TASKS TO COMPLETE:
(a) In the piece on five element acupuncture, who is named as the second of the two masters?
(b) Reproduce the acupuncture reflection word for word, everything from "I am fortunate" down to "a pre-ordained way.".
(c) Go on with the reflection on five element acupuncture from where it stops.

TEXT:
____

I am fortunate to have had that part of my life, the part into which five element acupuncture burst like some spray of stardust, its second half, illuminated (not too strong a word) by two remarkable masters, both of whom, in their differing ways, moved my life onwards in a different direction, but to me, looking back now, somehow in a pre-ordained way.
The first was JR Worsley, the second now is Liu Lihong. The first led me deep into a world of the spirit which has informed my acupuncture practice ever since. The second has only just appeared over my horizon, but is just beckoning to me from that vast region of the physical world which is China, and from that vast region of the spiritual world which is Chinese thought embedded deep in its past, the thoughts of the Nei Jing, of Lao Tse and of all the long and ancient lineage of practitioners of traditional Chinese medicine.
I started my acupuncture studies because I was curious to understand the profound reactions awoken in me by my own treatment. I only encountered JR Worsley late on in my studies, but my further studies with him, his visits to my practice and my many visits with my patients to consultation days with him deepened my understanding of his profound contribution to moving acupuncture forward into the modern world and widening it to encompass the psychological insights this modern world has provided. He represents the first stage of my encounter with acupuncture.

____

EXTRACTED ENTRIES:
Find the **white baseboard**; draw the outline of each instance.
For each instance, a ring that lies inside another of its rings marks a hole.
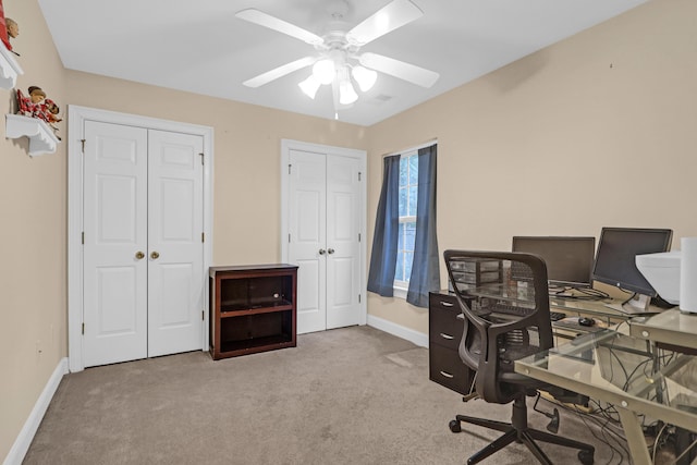
[[[61,379],[63,379],[63,375],[65,374],[68,374],[68,357],[59,360],[58,366],[46,383],[41,395],[39,395],[36,404],[34,404],[34,408],[32,409],[29,417],[24,423],[24,427],[22,428],[22,431],[20,431],[20,436],[17,436],[14,444],[12,444],[12,449],[10,449],[8,456],[4,457],[4,465],[22,464],[24,456],[29,450],[29,445],[32,445],[34,435],[36,435],[36,430],[39,428],[41,419],[44,419],[48,404],[50,404],[51,399],[53,399],[58,384],[60,384]]]
[[[423,332],[414,331],[413,329],[371,315],[368,315],[368,326],[379,329],[380,331],[389,332],[398,338],[406,339],[420,347],[428,347],[428,334],[424,334]]]

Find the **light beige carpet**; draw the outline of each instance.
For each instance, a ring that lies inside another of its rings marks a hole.
[[[352,327],[244,357],[193,352],[68,375],[24,463],[464,464],[499,433],[454,435],[457,413],[508,421],[511,406],[463,403],[429,381],[428,350]],[[528,415],[538,428],[549,421]],[[594,443],[597,464],[621,463],[576,414],[562,414],[559,432]],[[541,448],[555,464],[579,463],[576,451]],[[485,461],[534,463],[521,444]]]

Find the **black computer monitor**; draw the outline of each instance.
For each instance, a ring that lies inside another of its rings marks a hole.
[[[624,313],[646,313],[656,290],[636,267],[636,256],[668,252],[673,231],[667,229],[603,228],[598,241],[598,253],[592,279],[633,292],[621,307]],[[613,306],[613,308],[615,308]]]
[[[513,252],[542,257],[550,286],[590,287],[596,254],[592,236],[514,236]]]

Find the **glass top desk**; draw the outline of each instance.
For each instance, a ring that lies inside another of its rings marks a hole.
[[[697,430],[697,357],[657,360],[648,340],[603,330],[516,360],[515,371],[613,404],[633,463],[648,465],[638,415]]]
[[[659,315],[636,317],[629,321],[629,334],[657,343],[697,351],[697,314],[676,308]]]

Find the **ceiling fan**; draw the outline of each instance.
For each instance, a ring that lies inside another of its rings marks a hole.
[[[351,107],[358,98],[351,76],[363,91],[372,87],[378,71],[426,88],[438,81],[438,73],[415,64],[378,53],[359,53],[360,48],[372,40],[424,15],[411,0],[392,0],[350,30],[345,30],[346,23],[342,21],[348,10],[345,0],[331,2],[328,10],[332,21],[323,36],[254,8],[239,11],[235,16],[241,20],[283,33],[315,47],[314,54],[267,71],[243,84],[256,88],[295,71],[313,66],[313,74],[298,84],[301,89],[310,98],[315,98],[320,85],[331,84],[334,109],[339,110]]]

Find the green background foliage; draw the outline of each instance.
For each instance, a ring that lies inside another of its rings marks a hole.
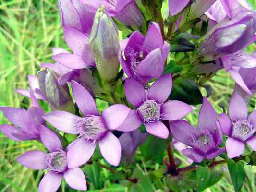
[[[255,9],[256,0],[248,1]],[[51,49],[55,47],[68,48],[63,37],[56,0],[0,0],[0,106],[28,106],[29,100],[14,91],[18,88],[28,87],[27,75],[36,74],[40,69],[40,63],[52,61]],[[256,46],[252,45],[249,49],[252,51],[256,48]],[[217,112],[221,113],[222,110],[219,106],[227,108],[234,82],[221,70],[207,84],[212,88],[210,100]],[[204,88],[201,91],[206,95]],[[255,96],[249,104],[250,112],[256,108],[256,102]],[[195,125],[200,106],[196,107],[187,117]],[[0,112],[0,124],[4,123],[8,123],[8,121]],[[7,139],[0,133],[0,192],[37,191],[43,173],[23,167],[15,161],[16,158],[24,152],[35,149],[44,150],[45,148],[39,142],[15,142]],[[159,170],[157,161],[152,165],[152,162],[146,162],[143,159],[141,153],[143,152],[138,151],[136,156],[140,163],[136,165],[138,170],[135,174],[143,176],[140,177],[138,185],[132,186],[130,191],[152,191],[147,168]],[[175,153],[175,156],[182,161],[183,165],[188,165],[182,155]],[[103,160],[101,163],[106,164]],[[226,166],[223,168],[227,168],[226,165],[220,166]],[[256,192],[256,168],[245,167],[246,176],[241,191]],[[90,192],[128,191],[127,188],[123,187],[125,183],[121,185],[113,181],[115,179],[113,177],[118,179],[118,174],[111,174],[107,169],[100,168],[97,164],[94,163],[84,170],[88,178],[87,182],[95,189],[89,190]],[[224,172],[224,176],[218,184],[204,191],[233,192],[228,171]],[[98,181],[97,183],[96,180]],[[197,187],[204,189],[203,185]],[[75,191],[66,186],[64,181],[59,190],[61,192]]]

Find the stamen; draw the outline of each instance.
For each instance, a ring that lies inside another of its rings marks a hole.
[[[161,105],[155,101],[147,99],[137,110],[144,122],[153,123],[161,118],[160,108]]]
[[[247,120],[238,120],[232,124],[232,137],[243,141],[251,137],[256,131],[256,128]]]

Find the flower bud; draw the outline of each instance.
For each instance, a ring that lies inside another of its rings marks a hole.
[[[114,24],[103,7],[98,9],[95,15],[89,46],[96,67],[103,81],[115,79],[119,70],[120,46]]]
[[[233,19],[216,25],[207,34],[200,44],[199,54],[206,61],[234,53],[246,46],[254,33],[253,13],[238,13]]]
[[[57,76],[49,70],[40,71],[37,76],[40,89],[52,110],[75,112],[74,105],[67,84],[61,85]]]

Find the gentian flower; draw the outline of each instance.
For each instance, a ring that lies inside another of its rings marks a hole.
[[[41,140],[49,153],[31,151],[17,159],[20,164],[29,168],[49,171],[40,182],[38,192],[55,192],[61,185],[62,177],[72,188],[86,190],[83,171],[78,167],[69,168],[73,159],[67,156],[68,149],[64,150],[60,139],[52,131],[43,126],[40,126],[39,131]]]
[[[79,135],[67,153],[68,158],[72,159],[69,167],[74,168],[86,163],[91,158],[98,144],[106,161],[117,166],[121,157],[121,147],[111,131],[122,123],[131,109],[123,105],[116,104],[105,109],[99,116],[90,93],[75,81],[72,81],[71,84],[76,103],[85,117],[61,111],[43,117],[59,130]]]
[[[174,16],[181,12],[190,0],[169,0],[169,12],[170,15]]]
[[[234,92],[229,106],[229,117],[226,114],[219,115],[219,121],[223,133],[229,137],[226,148],[229,158],[241,155],[248,144],[256,151],[256,110],[249,116],[245,101]]]
[[[15,141],[38,140],[40,125],[46,125],[42,116],[45,112],[38,107],[31,106],[28,110],[0,107],[0,110],[14,125],[0,125],[0,131],[9,138]]]
[[[145,37],[139,31],[131,35],[119,53],[119,60],[128,77],[145,84],[162,75],[170,48],[163,41],[158,24],[153,22]]]
[[[152,84],[147,95],[142,84],[133,79],[128,79],[124,85],[128,101],[135,108],[117,130],[131,131],[144,124],[147,132],[157,137],[167,139],[169,131],[161,120],[179,119],[192,110],[185,103],[167,101],[171,90],[170,74],[160,77]]]
[[[182,153],[194,161],[200,163],[204,158],[212,159],[225,151],[218,147],[222,143],[222,132],[216,121],[216,114],[212,106],[204,97],[198,117],[198,127],[195,128],[185,120],[178,120],[170,123],[173,137],[191,148]]]

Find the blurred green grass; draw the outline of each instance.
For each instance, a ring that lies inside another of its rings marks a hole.
[[[255,9],[256,0],[248,1]],[[41,62],[51,61],[51,49],[54,47],[68,48],[63,38],[56,0],[0,0],[0,106],[19,107],[26,101],[14,90],[27,87],[27,75],[36,74]],[[251,47],[251,50],[255,48]],[[217,111],[221,112],[218,105],[228,106],[234,82],[221,71],[208,84],[213,88],[211,101]],[[249,104],[250,111],[255,108],[256,102],[254,96]],[[198,111],[195,111],[187,117],[191,122],[196,122]],[[7,123],[0,113],[0,124]],[[39,142],[15,142],[0,133],[0,192],[37,192],[43,173],[23,167],[15,158],[24,151],[44,149]],[[108,171],[103,172],[106,178]],[[242,191],[255,192],[256,168],[247,166],[246,172],[247,177]],[[108,180],[105,186],[108,189],[101,192],[126,191],[123,188],[116,188]],[[60,190],[67,191],[64,188]],[[228,174],[218,185],[205,191],[233,191]]]

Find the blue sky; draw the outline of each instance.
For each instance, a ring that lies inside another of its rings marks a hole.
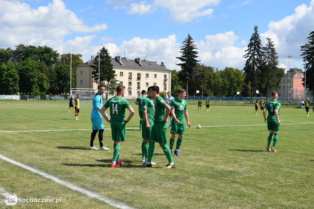
[[[0,0],[0,48],[46,45],[61,54],[96,55],[99,42],[110,54],[175,63],[189,33],[201,63],[242,69],[255,25],[263,45],[276,44],[280,67],[303,69],[300,46],[314,30],[314,0]]]

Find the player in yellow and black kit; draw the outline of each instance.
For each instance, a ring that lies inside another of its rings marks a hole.
[[[264,106],[265,105],[265,102],[264,101],[264,99],[262,99],[262,101],[259,103],[261,105],[261,115],[263,114],[263,110],[264,110]]]
[[[309,111],[310,110],[310,99],[308,97],[306,97],[306,100],[305,101],[305,110],[306,111],[306,117],[308,117]]]
[[[71,107],[73,109],[73,111],[75,112],[75,110],[74,109],[74,105],[73,105],[73,95],[71,95],[71,97],[69,99],[69,112],[70,112],[70,109]]]
[[[255,112],[254,113],[254,114],[255,115],[257,115],[256,113],[257,112],[257,110],[258,110],[258,101],[259,101],[259,98],[257,98],[257,100],[255,102]]]
[[[198,111],[199,111],[199,108],[201,108],[201,111],[202,111],[202,102],[200,100],[198,102]]]
[[[208,98],[206,99],[205,101],[206,104],[206,111],[208,112],[209,111],[209,105],[210,105],[210,101],[208,100]]]

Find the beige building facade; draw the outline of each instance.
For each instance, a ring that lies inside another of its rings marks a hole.
[[[97,88],[92,78],[92,66],[96,61],[92,56],[90,60],[76,67],[77,90]],[[129,59],[117,56],[111,58],[111,63],[117,80],[120,85],[125,87],[125,96],[138,96],[142,90],[147,91],[149,87],[154,85],[158,86],[160,91],[171,91],[171,71],[156,62],[142,60],[140,58]]]

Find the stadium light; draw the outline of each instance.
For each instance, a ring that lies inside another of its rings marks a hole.
[[[289,101],[289,94],[290,94],[290,58],[292,57],[291,56],[288,56],[289,58],[289,69],[288,69],[289,72],[288,73],[288,101]]]
[[[306,49],[307,48],[307,43],[304,46],[301,46],[301,48],[305,48],[305,73],[304,74],[304,101],[305,101],[306,96]]]

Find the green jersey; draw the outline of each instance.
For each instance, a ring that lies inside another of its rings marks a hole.
[[[280,108],[281,104],[279,102],[273,99],[266,103],[264,107],[264,109],[268,110],[268,115],[267,116],[267,119],[273,119],[276,120],[276,116],[275,116],[275,110],[278,110],[278,118],[279,117],[279,109]]]
[[[141,96],[137,98],[136,101],[138,102],[138,111],[143,111],[143,100],[145,99],[145,96]]]
[[[162,97],[159,96],[155,100],[155,116],[154,116],[154,123],[162,122],[166,116],[166,109],[165,107],[168,104],[164,100]]]
[[[176,98],[171,101],[170,106],[171,106],[171,110],[175,110],[176,117],[181,122],[178,124],[185,124],[184,110],[187,109],[187,101],[183,99],[180,101],[177,98]],[[176,123],[174,120],[172,120],[172,121],[173,123]]]
[[[110,108],[110,120],[116,122],[125,120],[125,109],[131,107],[131,105],[124,98],[115,96],[107,101],[104,106]]]
[[[153,101],[153,100],[148,96],[145,97],[143,100],[143,110],[147,110],[146,113],[147,114],[148,123],[150,125],[154,124],[154,116],[155,115],[155,108],[154,102]],[[143,122],[142,123],[144,123],[146,124],[146,122],[143,118]]]

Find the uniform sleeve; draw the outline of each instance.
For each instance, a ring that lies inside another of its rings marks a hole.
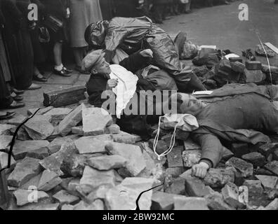
[[[136,52],[123,59],[119,65],[132,73],[135,73],[139,69],[146,66],[149,61],[149,58],[143,57],[140,52]]]
[[[212,134],[197,134],[192,137],[201,146],[201,160],[208,160],[216,167],[221,160],[223,150],[219,139]]]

____

RESULTS OF THE EXERCISE:
(a) Liu Lihong

(b)
I am fortunate to have had that part of my life, the part into which five element acupuncture burst like some spray of stardust, its second half, illuminated (not too strong a word) by two remarkable masters, both of whom, in their differing ways, moved my life onwards in a different direction, but to me, looking back now, somehow in a pre-ordained way.

(c)
The second stage starts after I closed my acupuncture college a few years ago, and this was followed by a gap in time before the next part of my acupuncture life began about a year ago. It was then that I met Mei Long, a young Chinese acupuncturist practising in Holland, and my acupuncture path moved forwards in a different direction, this time towards China (see my blogs of 1st June, 2nd August and 8th Nov 2010). Mei has now completed her translation of my Handbook of Five Element Practice into Chinese, and it is now in proof form (it looks beautiful), awaiting an introduction to be written by Liu Lihong.
And here we come to my second important encounter, that with Liu Lihong, which took place at the Rothenburg Conference a few weeks ago. Having written a seminal book, Reflections on Traditional Chinese Medicine, which Mei tells me is a bestseller in China, he is determined to bring back to traditional Chinese medicine the spirit which has drained from it, and sees five element acupuncture as representing that spirit in the field of acupuncture (he is a traditional herbalist). He is encouraging me to come to China once my book is published over there, which should be in the next few months. So as one door closed upon my life as a teacher in this country, the next, beckoning me to continue my teaching in China, now opens for me. My acupuncture life has indeed been fortunate to have been blessed by two such important encounters with remarkable men.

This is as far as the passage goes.